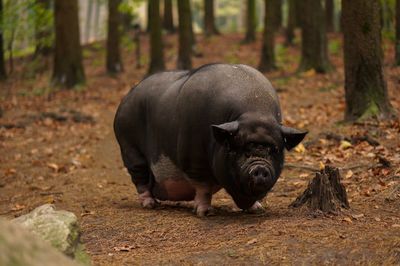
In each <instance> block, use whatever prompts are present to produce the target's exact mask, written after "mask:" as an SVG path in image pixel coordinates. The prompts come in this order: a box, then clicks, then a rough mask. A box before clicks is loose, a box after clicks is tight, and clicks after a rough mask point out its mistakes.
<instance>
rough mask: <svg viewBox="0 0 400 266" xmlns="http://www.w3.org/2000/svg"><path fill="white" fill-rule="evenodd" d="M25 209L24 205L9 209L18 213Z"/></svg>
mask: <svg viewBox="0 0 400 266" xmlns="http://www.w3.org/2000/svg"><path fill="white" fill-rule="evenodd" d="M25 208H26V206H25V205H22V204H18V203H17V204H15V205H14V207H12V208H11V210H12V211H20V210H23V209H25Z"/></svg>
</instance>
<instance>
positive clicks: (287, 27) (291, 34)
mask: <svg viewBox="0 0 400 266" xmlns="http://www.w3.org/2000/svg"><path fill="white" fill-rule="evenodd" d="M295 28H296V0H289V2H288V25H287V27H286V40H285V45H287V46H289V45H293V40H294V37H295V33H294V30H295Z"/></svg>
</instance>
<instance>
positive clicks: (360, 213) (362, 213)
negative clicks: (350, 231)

...

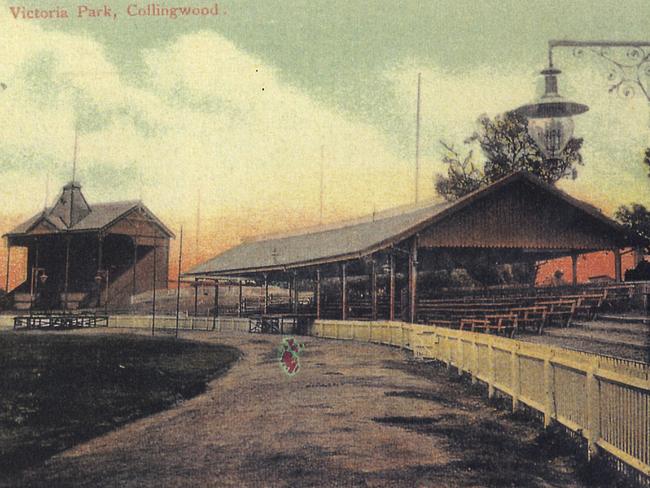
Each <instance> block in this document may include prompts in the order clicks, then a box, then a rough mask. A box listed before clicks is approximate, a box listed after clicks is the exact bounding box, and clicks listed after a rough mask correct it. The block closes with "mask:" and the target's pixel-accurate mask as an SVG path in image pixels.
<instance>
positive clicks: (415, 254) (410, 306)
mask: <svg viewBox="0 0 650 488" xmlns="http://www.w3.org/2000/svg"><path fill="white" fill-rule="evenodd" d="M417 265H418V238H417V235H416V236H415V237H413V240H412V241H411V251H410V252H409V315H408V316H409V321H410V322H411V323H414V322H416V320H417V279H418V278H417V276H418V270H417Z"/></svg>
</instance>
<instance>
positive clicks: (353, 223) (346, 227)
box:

--

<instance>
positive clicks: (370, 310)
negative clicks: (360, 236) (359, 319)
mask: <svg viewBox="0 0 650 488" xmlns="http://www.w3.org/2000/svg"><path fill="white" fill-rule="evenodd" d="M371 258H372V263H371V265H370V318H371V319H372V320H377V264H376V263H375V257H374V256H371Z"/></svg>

* **Task goal**: Report every line in the listing that holds the word "pixel".

* **Task output**:
In each <instance> block, use whatever prompts are present to produce the target's exact mask, written after "mask:" as an SVG path in image pixel coordinates. The prompts come in this order: a box, then clicks, then a rough mask. A box before clicks is loose, a box after clicks is tight, and clicks after a rough mask point out its mistakes.
Each <instance> block in this document may include prompts in the order clicks, then a box, then a rough mask. A box listed before clicks is approximate, a box listed after clicks is the exact bounding box, and clicks listed after a rough mask correct it. The block closes with "mask:" and the target's pixel-accurate mask as an SVG path in image pixels.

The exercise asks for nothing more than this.